DOCUMENT PASSAGE:

☆ ☆ ☆ ☆

Connection to Scotland’s islands

2.8 Respondents were asked to indicate their connection to Scotland’s islands – whether they (i) were a permanent island resident, (ii) were a part-time island resident, (iii) had previously lived on an island, (iv) commuted to an island for work, or (v) had some other type of connection to Scotland’s islands. The wording of this question suggests that it was primarily aimed at individual respondents. However, the question was also answered by most organisations, who may have interpreted it in different ways.

2.9 As Table 2.3 shows, 82% of respondents said they were permanent island residents. The vast majority of individual respondents (92%) were permanent island residents, whereas less than half of the organisations that answered the question (14 out of 33) selected this option. Organisations (including some island local authorities) were more likely to categorise themselves as having an ‘other’ connection to the islands, either because they had a wider national role / remit, a remit that included mainland communities (as well as island communities), or because their membership was drawn from across Scotland.

2.10 Note that none the respondents indicated that they commute to an island for work, and, therefore, this option is not shown in the table below.

Table 2.3: Respondents’ connection to Scottish islands, by respondent type
Respondent type Organisations Individuals Total
Connection to islands n % n % n %
Permanent island resident 14 42% 115 92% 129 82%
Part-time island resident 0 0% 5 4% 5 3%
Previously lived on an island 0 0% 1 1% 1 1%
Other (please detail below) 19 58% 4 3% 23 15%
Total 33 100% 125 100% 158 100%

Percentages may not total 100% due to rounding.

None of the respondents selected ‘commute to an island for work’.

Response rates for individual questions

2.11 Response rates for individual questions varied, depending on whether the question was closed or open, and on whether the respondent was an organisation or individual.

☆ ☆ ☆ ☆

SUPPLIED ENTRIES:
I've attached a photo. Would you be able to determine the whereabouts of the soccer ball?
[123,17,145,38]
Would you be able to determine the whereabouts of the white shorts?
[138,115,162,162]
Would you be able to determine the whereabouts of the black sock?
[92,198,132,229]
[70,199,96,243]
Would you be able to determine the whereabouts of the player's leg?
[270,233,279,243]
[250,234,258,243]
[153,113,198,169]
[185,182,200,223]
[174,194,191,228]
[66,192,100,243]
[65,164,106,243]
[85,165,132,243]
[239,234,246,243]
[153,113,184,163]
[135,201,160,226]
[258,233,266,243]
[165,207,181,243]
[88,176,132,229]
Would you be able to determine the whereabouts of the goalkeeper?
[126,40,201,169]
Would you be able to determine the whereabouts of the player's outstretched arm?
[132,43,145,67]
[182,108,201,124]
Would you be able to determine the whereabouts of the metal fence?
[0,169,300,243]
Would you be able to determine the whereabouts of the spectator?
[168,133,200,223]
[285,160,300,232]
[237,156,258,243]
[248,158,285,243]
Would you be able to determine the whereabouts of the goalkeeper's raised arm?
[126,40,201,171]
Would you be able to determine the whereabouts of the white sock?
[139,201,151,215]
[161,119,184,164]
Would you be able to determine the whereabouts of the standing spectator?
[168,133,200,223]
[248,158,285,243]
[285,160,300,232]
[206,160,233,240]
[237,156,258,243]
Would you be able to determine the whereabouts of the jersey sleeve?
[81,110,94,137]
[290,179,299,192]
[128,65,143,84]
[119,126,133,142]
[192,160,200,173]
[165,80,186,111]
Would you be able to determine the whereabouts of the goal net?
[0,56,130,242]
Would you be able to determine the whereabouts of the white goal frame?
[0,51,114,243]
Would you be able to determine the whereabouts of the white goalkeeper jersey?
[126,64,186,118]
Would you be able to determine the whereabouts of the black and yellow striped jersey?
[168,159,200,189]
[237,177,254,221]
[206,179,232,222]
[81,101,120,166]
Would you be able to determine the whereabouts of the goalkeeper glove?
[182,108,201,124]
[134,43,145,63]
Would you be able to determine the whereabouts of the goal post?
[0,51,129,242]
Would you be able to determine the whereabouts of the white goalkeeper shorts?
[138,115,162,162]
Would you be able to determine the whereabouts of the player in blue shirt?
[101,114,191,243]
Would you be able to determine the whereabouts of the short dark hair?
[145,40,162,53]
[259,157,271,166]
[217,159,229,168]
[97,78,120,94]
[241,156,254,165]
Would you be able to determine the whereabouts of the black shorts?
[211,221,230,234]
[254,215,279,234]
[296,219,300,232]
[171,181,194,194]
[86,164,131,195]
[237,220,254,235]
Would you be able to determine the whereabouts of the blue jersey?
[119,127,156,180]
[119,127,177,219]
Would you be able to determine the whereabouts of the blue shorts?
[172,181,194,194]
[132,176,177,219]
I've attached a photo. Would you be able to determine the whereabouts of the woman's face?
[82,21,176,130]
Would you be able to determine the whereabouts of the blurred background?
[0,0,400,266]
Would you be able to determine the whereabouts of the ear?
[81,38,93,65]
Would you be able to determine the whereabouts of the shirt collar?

☆ ☆ ☆ ☆

CHALLENGES:
a – From the passage on respondents' connection to Scotland's islands, list the five types of connection that respondents were asked to choose from.
b – Write the next part of the passage on respondents' connection to Scotland's islands, picking up after its final sentence about response rates for individual questions.

SOLVED TASKS:
a –
1. Permanent island resident
2. Part-time island resident
3. Previously lived on an island
4. Commuted to an island for work
5. Some other type of connection to Scotland's islands

b –
2.12 In general, response rates for closed questions were higher, ranging from 83% at the closed parts of Question 5 (which asked about progress towards the National Island Plan’s strategic objectives) to 93% at Question 1 (which asked respondents how much they know about the current plan). By contrast, response rates for open questions ranged from 60% at the open part of Question 7 (which asked for views on the number of commitments in the current National Islands Plan) to 85% at the open part of Question 9 (which asked what could have worked better in the current National Islands Plan).

2.13 Response rates were higher for individual respondents compared to organisational respondents. The vast majority of individuals answered all closed questions, with response rates for individual questions ranging from 90% to 98% among this group. In most cases, more than two-thirds of individuals also answered each open question. The exceptions were in relation to:

  • The open part of Question 7 (which asked for views on the number of commitments in the current plan) – 55% of individuals commented at this question
  • The open part of Question 6 (which asked for views on the number of strategic objectives in the current plan) – 63% of individuals commented at this question.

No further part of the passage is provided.